- **Available data**:

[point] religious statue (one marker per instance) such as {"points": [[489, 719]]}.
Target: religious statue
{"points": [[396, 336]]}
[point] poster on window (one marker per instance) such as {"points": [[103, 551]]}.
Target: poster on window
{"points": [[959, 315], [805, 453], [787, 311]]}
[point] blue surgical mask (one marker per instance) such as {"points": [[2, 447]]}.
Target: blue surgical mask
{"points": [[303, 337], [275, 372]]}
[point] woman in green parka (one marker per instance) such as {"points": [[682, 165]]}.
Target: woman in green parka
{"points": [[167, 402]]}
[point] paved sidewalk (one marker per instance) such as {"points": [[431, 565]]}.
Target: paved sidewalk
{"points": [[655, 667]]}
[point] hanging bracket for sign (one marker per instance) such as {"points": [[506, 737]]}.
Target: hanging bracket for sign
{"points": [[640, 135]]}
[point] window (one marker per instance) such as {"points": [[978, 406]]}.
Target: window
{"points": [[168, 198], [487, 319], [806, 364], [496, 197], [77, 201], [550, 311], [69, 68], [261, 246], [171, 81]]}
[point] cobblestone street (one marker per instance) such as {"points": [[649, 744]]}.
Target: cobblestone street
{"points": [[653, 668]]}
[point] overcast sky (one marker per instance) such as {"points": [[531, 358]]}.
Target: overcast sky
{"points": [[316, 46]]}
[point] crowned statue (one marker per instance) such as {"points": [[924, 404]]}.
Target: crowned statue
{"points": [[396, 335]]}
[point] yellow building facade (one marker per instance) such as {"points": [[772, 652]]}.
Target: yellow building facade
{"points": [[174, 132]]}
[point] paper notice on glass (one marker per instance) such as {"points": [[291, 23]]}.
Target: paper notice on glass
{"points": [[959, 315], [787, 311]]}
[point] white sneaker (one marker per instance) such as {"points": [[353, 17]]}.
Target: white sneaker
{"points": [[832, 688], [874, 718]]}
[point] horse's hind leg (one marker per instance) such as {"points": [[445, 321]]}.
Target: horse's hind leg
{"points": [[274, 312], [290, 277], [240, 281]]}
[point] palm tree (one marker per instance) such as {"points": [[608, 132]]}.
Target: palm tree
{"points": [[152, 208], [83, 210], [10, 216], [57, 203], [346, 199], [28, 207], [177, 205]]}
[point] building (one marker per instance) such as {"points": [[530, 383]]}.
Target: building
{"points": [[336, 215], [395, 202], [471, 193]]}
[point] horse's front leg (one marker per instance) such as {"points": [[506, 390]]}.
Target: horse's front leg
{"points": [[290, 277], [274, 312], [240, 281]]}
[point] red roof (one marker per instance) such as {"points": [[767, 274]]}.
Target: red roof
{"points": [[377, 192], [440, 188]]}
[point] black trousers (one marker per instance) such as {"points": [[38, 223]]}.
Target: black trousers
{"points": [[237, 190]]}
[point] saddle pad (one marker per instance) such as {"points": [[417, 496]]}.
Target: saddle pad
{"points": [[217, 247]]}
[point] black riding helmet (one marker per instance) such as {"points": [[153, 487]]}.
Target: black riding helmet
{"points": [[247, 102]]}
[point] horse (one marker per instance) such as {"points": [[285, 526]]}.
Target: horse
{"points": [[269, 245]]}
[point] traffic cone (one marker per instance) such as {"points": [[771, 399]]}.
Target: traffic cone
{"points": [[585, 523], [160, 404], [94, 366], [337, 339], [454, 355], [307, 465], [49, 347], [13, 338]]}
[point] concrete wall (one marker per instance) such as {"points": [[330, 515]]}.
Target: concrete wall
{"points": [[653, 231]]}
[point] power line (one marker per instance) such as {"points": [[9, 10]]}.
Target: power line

- **Problem to solve**: Above are some records. Print them all exactly.

- **The output**:
[point] religious statue (one marker per instance) such as {"points": [[489, 719]]}.
Target: religious statue
{"points": [[396, 336]]}
[point] poster on window (one marker per instance) such as {"points": [[103, 551]]}.
Target: poster on window
{"points": [[959, 315], [805, 453], [787, 311]]}
[point] blue surgical mask (one marker per instance) such as {"points": [[2, 447]]}.
Target: blue surgical mask
{"points": [[303, 337], [275, 372]]}
[point] woman in green parka (one marker per instance) such as {"points": [[682, 165]]}.
Target: woman in green parka
{"points": [[167, 402]]}
[point] paved sidewalk (one marker per instance) such as {"points": [[431, 565]]}.
Target: paved sidewalk
{"points": [[655, 667]]}
[point] hanging bracket for sign (one marker per instance) such as {"points": [[506, 737]]}.
Target: hanging bracket for sign
{"points": [[640, 135]]}
[point] window (one marker per instance) such as {"points": [[978, 406]]}.
Target: window
{"points": [[168, 198], [487, 319], [806, 364], [496, 197], [77, 201], [550, 311], [69, 68], [261, 246], [171, 81]]}
[point] cobblestone street (one marker per instance) such as {"points": [[649, 744]]}.
Target: cobblestone street
{"points": [[653, 668]]}
[point] overcast sky (one marker per instance) such as {"points": [[531, 358]]}.
Target: overcast sky
{"points": [[316, 46]]}
[point] crowned statue (one marker per instance) such as {"points": [[924, 404]]}.
Target: crowned statue
{"points": [[396, 335]]}
[point] yellow building facade (one marker per instance) such as {"points": [[772, 652]]}.
Target: yellow building facade
{"points": [[174, 132]]}
[point] paper notice on glass (one marker per instance) such as {"points": [[291, 23]]}.
Target: paper notice on glass
{"points": [[959, 315], [787, 311]]}
[point] white sneaker (one marker per instance) such as {"points": [[353, 17]]}.
Target: white sneaker
{"points": [[832, 688], [874, 718]]}
[point] horse's hind leg (one marker per instance) such as {"points": [[445, 321]]}.
Target: horse's hind leg
{"points": [[274, 312], [290, 277], [240, 281]]}
[point] palm tree (one marker per instance) such as {"points": [[608, 132]]}.
Target: palm tree
{"points": [[152, 208], [83, 210], [10, 216], [57, 203], [346, 199], [28, 207], [177, 205]]}
[point] building (one marker per instance) such as {"points": [[530, 383]]}.
Target: building
{"points": [[336, 215], [395, 202], [471, 193]]}
[point] horse's front leg (one marker per instance) such as {"points": [[506, 390]]}.
Target: horse's front leg
{"points": [[290, 277], [274, 312], [240, 281]]}
[point] red roof (one marker per instance) such as {"points": [[767, 274]]}.
Target: red roof
{"points": [[377, 192], [440, 188]]}
[point] black trousers (one marker per instance) such as {"points": [[38, 223]]}.
Target: black trousers
{"points": [[237, 190]]}
[point] saddle pad (one marker per instance) such as {"points": [[417, 496]]}.
Target: saddle pad
{"points": [[217, 247]]}
[point] black riding helmet (one marker per instance) such as {"points": [[153, 487]]}.
Target: black riding helmet
{"points": [[247, 102]]}
[point] horse (one marker per instance) such as {"points": [[285, 526]]}.
Target: horse
{"points": [[269, 245]]}
[point] traffic cone (one marker per instance) such as {"points": [[771, 399]]}.
Target: traffic cone
{"points": [[585, 523], [160, 404], [94, 366], [337, 339], [454, 355], [307, 465], [49, 347], [13, 338]]}
[point] concrete wall (one marker per instance) such as {"points": [[330, 515]]}.
Target: concrete wall
{"points": [[653, 231]]}
[point] power line (one marker per instance) such as {"points": [[9, 10]]}.
Target: power line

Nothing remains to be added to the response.